------ Task data
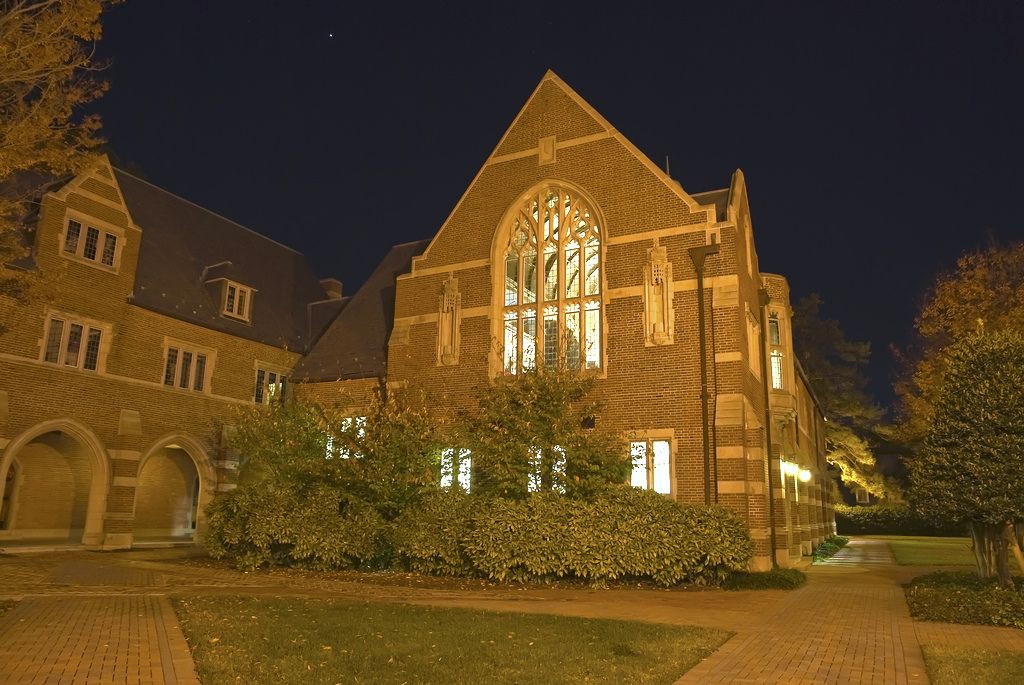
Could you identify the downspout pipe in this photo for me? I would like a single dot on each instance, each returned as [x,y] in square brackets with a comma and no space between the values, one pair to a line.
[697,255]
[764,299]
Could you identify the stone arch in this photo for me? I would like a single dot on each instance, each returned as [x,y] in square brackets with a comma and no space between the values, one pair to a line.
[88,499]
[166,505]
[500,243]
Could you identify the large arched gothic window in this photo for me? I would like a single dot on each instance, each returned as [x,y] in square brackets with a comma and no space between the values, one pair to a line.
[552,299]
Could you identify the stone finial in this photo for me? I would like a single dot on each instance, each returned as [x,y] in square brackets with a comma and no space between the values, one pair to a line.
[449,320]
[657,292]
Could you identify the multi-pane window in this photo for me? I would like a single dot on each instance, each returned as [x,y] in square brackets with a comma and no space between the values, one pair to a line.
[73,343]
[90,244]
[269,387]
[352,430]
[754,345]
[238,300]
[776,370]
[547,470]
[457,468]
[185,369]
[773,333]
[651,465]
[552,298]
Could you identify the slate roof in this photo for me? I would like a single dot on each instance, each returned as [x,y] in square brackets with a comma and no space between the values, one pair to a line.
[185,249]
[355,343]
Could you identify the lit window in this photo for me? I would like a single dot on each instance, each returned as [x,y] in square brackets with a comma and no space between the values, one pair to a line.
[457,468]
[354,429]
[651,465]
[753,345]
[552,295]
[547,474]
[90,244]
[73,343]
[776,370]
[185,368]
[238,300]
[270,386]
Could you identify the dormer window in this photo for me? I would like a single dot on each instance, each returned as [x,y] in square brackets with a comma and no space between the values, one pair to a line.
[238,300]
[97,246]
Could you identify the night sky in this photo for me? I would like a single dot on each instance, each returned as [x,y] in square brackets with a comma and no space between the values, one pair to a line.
------------
▶ [Written problem]
Rewrite all of the items above, replacing each occurrence of "single dot" with "single point" and changing nothing else. Omit the pictures from your answer.

▶ [Exercise response]
Could you identify the downspout pipe in this photo for me? I would like a single point on each instance, each returned as [x,y] in square brackets with a comma and no space between the values, one pair to a line.
[697,255]
[764,299]
Could you identify the stone arch in this photo for me? I would like a single point on each instance, each returned as [x,y] in square brackets with a comma and no space between the values, one pair to a line.
[88,499]
[166,505]
[500,243]
Could you identify the large arched gothic window in this photo for me? I would like a single point on each instance, each returned as [x,y] in square brackets with a comma and no space between the values, one pair to a line.
[552,299]
Could you identify the stone finial in this photo for me? I would like a single point on each instance, each returned as [x,y] in square brackets with a comma and no space between the values, one pair to a line.
[449,320]
[657,292]
Could you identify the multi-pane window in this photo for me? I would like a single point on each instance, each returned as [x,y] in square brackets with a comma and no space between the values, one pair to a line.
[73,343]
[90,244]
[269,387]
[352,430]
[754,345]
[238,300]
[776,370]
[547,470]
[457,468]
[185,369]
[773,333]
[651,465]
[552,298]
Could you identify the slate roof in this photo for me? I would like a single point on each instance, each returned as [x,y] in square brackets with a comma and no space between the values, one pair to a line.
[185,249]
[355,343]
Could you identify the lit window in this photo for me? I would like a single point on each instance, each returned as [x,y] in square brackets with a comma and no space between the values, one pair to a line.
[457,468]
[354,429]
[651,465]
[753,345]
[552,295]
[547,474]
[90,244]
[73,343]
[776,370]
[185,368]
[238,300]
[270,386]
Could you identify the dormer window in this photo for me? I would like a single point on each instance, each returned as [x,y] in square brackets with a comma and no space between the values, one pair to a line.
[238,300]
[97,246]
Could you identify the night sky in this photo for me? I would like a single point on each instance, each returned as [x,y] in square brackets with a comma and no space between the values, one pair to a line.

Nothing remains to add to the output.